**ASSIGNMENT**:
The material below must be retyped in full, with every line kept exactly as it is.

════

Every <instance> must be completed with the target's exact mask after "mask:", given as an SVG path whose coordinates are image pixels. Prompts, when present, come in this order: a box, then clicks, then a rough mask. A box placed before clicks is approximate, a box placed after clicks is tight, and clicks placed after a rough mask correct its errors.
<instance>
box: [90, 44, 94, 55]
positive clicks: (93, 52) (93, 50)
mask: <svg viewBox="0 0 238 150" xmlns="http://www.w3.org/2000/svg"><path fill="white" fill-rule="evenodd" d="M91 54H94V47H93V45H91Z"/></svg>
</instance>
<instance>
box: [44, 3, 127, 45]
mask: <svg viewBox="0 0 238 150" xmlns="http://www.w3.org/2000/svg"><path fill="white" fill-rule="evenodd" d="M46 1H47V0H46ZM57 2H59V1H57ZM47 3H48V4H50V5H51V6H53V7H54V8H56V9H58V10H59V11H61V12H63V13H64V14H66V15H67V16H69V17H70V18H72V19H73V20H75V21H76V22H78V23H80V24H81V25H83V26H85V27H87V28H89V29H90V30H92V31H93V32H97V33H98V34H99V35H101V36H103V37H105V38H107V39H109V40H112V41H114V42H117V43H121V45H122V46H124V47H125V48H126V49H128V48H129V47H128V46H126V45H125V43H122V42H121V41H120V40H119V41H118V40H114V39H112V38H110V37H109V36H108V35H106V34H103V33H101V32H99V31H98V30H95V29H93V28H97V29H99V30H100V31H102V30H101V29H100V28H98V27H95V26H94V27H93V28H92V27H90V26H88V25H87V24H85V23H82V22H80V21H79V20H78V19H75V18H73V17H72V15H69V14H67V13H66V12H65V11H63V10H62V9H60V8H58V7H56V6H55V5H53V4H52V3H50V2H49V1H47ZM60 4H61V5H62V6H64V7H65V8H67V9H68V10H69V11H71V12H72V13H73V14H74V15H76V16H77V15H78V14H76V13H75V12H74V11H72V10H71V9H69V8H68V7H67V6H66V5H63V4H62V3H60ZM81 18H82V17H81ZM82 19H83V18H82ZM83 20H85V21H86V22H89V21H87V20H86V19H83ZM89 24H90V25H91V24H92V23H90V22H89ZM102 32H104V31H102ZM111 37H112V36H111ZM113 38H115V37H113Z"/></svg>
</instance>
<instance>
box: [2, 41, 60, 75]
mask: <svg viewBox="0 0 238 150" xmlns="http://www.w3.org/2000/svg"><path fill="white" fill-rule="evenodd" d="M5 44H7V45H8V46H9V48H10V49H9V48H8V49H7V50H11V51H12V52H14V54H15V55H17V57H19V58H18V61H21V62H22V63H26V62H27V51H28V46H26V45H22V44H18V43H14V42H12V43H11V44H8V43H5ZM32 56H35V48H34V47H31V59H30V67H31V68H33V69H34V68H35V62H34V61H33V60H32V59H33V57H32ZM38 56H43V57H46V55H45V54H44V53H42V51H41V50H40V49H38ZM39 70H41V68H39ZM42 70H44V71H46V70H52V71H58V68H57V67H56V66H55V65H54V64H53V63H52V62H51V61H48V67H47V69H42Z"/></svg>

════

**WRITTEN SOLUTION**:
Every <instance> must be completed with the target's exact mask after "mask:", given as an SVG path whose coordinates are image pixels. Prompts, when present, come in this order: a box, then clicks, then a rough mask. A box placed before clicks is approximate, a box placed after clicks is tight, and clicks placed after a rough mask correct its errors.
<instance>
box: [90, 44, 94, 55]
positive clicks: (93, 52) (93, 50)
mask: <svg viewBox="0 0 238 150" xmlns="http://www.w3.org/2000/svg"><path fill="white" fill-rule="evenodd" d="M91 54H94V47H93V45H91Z"/></svg>
</instance>
<instance>
box: [44, 3, 127, 45]
mask: <svg viewBox="0 0 238 150" xmlns="http://www.w3.org/2000/svg"><path fill="white" fill-rule="evenodd" d="M46 1H47V0H46ZM57 2H59V1H57ZM47 3H48V4H50V5H51V6H53V7H54V8H56V9H58V10H59V11H61V12H63V13H64V14H66V15H67V16H69V17H70V18H72V19H73V20H75V21H76V22H78V23H80V24H81V25H83V26H85V27H87V28H89V29H90V30H92V31H93V32H97V33H98V34H99V35H101V36H103V37H105V38H107V39H109V40H112V41H114V42H117V43H121V45H122V46H124V47H125V48H126V49H128V48H129V47H128V46H126V45H125V43H122V42H121V41H120V40H119V41H118V40H114V39H112V38H110V37H109V36H108V35H106V34H103V33H101V32H99V31H98V30H95V29H93V28H97V29H99V30H100V31H102V30H101V29H100V28H98V27H95V26H94V27H93V28H92V27H90V26H88V25H87V24H85V23H82V22H80V21H79V20H78V19H75V18H73V17H72V15H69V14H67V13H66V12H65V11H63V10H62V9H60V8H58V7H56V6H55V5H53V4H52V3H50V2H49V1H47ZM60 4H61V5H62V6H64V7H65V8H67V9H68V10H69V11H71V12H72V13H73V14H74V15H76V16H77V15H78V14H76V13H75V12H74V11H72V10H71V9H69V8H68V7H67V6H66V5H63V4H62V3H60ZM81 18H82V17H81ZM82 19H83V18H82ZM83 20H85V21H86V22H89V21H87V20H86V19H83ZM89 24H90V25H91V24H92V23H90V22H89ZM102 32H104V31H102ZM111 37H112V36H111ZM113 38H115V37H113Z"/></svg>
</instance>
<instance>
box: [2, 41, 60, 75]
mask: <svg viewBox="0 0 238 150" xmlns="http://www.w3.org/2000/svg"><path fill="white" fill-rule="evenodd" d="M5 44H7V45H8V46H9V48H10V49H9V48H8V49H7V50H11V51H12V52H14V54H15V55H17V57H19V58H18V61H21V62H22V63H26V62H27V51H28V46H26V45H22V44H18V43H14V42H12V43H11V44H8V43H5ZM32 56H35V48H34V47H31V59H30V67H31V68H33V69H34V68H35V62H34V61H33V60H32V59H33V57H32ZM38 56H43V57H46V55H45V54H44V53H42V51H41V50H40V49H38ZM39 70H41V68H39ZM42 70H44V71H46V70H52V71H58V68H57V67H56V66H55V65H54V64H53V63H52V62H51V61H48V67H47V69H42Z"/></svg>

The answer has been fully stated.